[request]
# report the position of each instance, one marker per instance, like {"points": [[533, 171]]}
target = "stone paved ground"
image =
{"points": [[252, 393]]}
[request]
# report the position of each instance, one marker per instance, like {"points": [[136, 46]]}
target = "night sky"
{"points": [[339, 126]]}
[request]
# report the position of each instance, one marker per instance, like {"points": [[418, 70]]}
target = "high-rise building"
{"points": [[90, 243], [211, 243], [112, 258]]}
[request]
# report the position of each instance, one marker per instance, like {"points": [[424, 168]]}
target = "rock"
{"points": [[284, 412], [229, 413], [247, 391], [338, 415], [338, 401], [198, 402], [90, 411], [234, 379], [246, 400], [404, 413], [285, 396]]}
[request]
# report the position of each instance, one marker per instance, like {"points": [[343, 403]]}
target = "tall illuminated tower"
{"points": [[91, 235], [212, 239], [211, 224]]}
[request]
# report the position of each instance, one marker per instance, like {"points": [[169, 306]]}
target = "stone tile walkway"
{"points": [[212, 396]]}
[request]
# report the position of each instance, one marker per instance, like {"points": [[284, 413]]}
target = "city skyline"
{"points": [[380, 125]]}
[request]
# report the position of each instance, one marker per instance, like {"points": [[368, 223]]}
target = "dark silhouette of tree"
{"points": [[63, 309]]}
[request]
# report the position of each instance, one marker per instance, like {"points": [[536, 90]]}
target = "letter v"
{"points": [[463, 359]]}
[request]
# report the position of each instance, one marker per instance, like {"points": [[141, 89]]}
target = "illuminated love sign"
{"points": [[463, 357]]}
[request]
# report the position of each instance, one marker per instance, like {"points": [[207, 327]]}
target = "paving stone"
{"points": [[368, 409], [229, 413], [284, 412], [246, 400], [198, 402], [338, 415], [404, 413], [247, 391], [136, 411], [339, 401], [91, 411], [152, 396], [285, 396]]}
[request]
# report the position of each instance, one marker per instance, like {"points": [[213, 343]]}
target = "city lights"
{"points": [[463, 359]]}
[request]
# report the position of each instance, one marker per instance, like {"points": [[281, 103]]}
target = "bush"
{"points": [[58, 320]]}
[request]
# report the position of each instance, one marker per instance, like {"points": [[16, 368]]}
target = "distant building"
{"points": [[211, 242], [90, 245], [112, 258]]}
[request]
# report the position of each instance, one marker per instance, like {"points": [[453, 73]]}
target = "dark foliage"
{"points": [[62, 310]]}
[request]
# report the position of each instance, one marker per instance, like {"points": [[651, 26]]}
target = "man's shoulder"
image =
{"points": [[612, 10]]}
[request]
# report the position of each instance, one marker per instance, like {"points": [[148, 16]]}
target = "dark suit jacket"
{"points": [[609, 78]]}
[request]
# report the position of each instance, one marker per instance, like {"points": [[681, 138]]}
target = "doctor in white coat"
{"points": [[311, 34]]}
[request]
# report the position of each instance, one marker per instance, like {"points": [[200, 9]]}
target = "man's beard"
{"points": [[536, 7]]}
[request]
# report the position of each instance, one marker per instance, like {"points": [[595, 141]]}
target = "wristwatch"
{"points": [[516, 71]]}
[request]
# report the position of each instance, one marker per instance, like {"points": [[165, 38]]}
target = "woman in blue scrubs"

##############################

• WHAT IS EXPECTED: Each line of the material above must be retyped precisely.

• REPLY:
[request]
# report the position of each instance, one marker per instance, like {"points": [[533, 171]]}
target = "stone paved ground"
image =
{"points": [[252, 393]]}
[request]
# report the position of each instance, one marker per instance, like {"points": [[136, 46]]}
target = "night sky"
{"points": [[339, 126]]}
[request]
# report the position of each instance, one marker per instance, like {"points": [[418, 70]]}
target = "high-rise building"
{"points": [[90, 243], [211, 243], [112, 258]]}
[request]
# report the position of each instance, one marker per instance, like {"points": [[424, 168]]}
target = "rock"
{"points": [[284, 412], [229, 413], [247, 391], [338, 415], [338, 401], [198, 402], [90, 411], [234, 379], [246, 400], [404, 413], [285, 396]]}
[request]
# report the position of each instance, one marker per instance, like {"points": [[343, 403]]}
target = "tall illuminated tower"
{"points": [[91, 235], [212, 239], [211, 224]]}
[request]
# report the position of each instance, one marker per instance, like {"points": [[169, 306]]}
target = "stone tile walkway"
{"points": [[212, 396]]}
[request]
# report the position of each instance, one marker per instance, like {"points": [[284, 413]]}
target = "city skyline"
{"points": [[380, 125]]}
[request]
# report the position of each instance, one marker per instance, like {"points": [[368, 223]]}
target = "dark silhouette of tree"
{"points": [[63, 309]]}
[request]
# report the position of each instance, one marker per instance, like {"points": [[536, 90]]}
target = "letter v"
{"points": [[463, 359]]}
[request]
# report the position of each instance, one marker per instance, like {"points": [[141, 89]]}
target = "illuminated love sign"
{"points": [[463, 357]]}
[request]
# report the position of each instance, one marker per instance, like {"points": [[207, 327]]}
target = "paving stone"
{"points": [[368, 409], [229, 413], [284, 412], [246, 400], [198, 402], [338, 415], [404, 413], [247, 391], [136, 411], [339, 401], [91, 411], [152, 396], [285, 396]]}
[request]
# report the position of each instance, one marker per instance, like {"points": [[213, 343]]}
target = "city lights"
{"points": [[463, 359]]}
[request]
# report the position of each instance, one marker per instance, like {"points": [[281, 103]]}
target = "bush"
{"points": [[58, 320]]}
[request]
# report the position of each instance, one marker per instance, like {"points": [[16, 368]]}
target = "distant building"
{"points": [[211, 242], [90, 245], [112, 258]]}
[request]
# report the position of each instance, one marker per instance, like {"points": [[453, 73]]}
target = "dark foliage"
{"points": [[62, 310]]}
[request]
# report the position of each instance, one marker per instance, like {"points": [[651, 26]]}
target = "man's shoulder"
image =
{"points": [[612, 10]]}
[request]
# report the position of each instance, one marker per instance, like {"points": [[148, 16]]}
target = "dark suit jacket"
{"points": [[609, 78]]}
[request]
# report the position of each instance, one marker per instance, like {"points": [[681, 138]]}
target = "doctor in white coat"
{"points": [[311, 34]]}
[request]
# report the position of each instance, one marker per instance, like {"points": [[200, 9]]}
target = "man's beard"
{"points": [[536, 7]]}
[request]
# report the position of each instance, one marker per instance, like {"points": [[595, 141]]}
target = "wristwatch"
{"points": [[516, 71]]}
[request]
# report the position of each instance, one marker per instance, like {"points": [[165, 38]]}
target = "woman in blue scrubs"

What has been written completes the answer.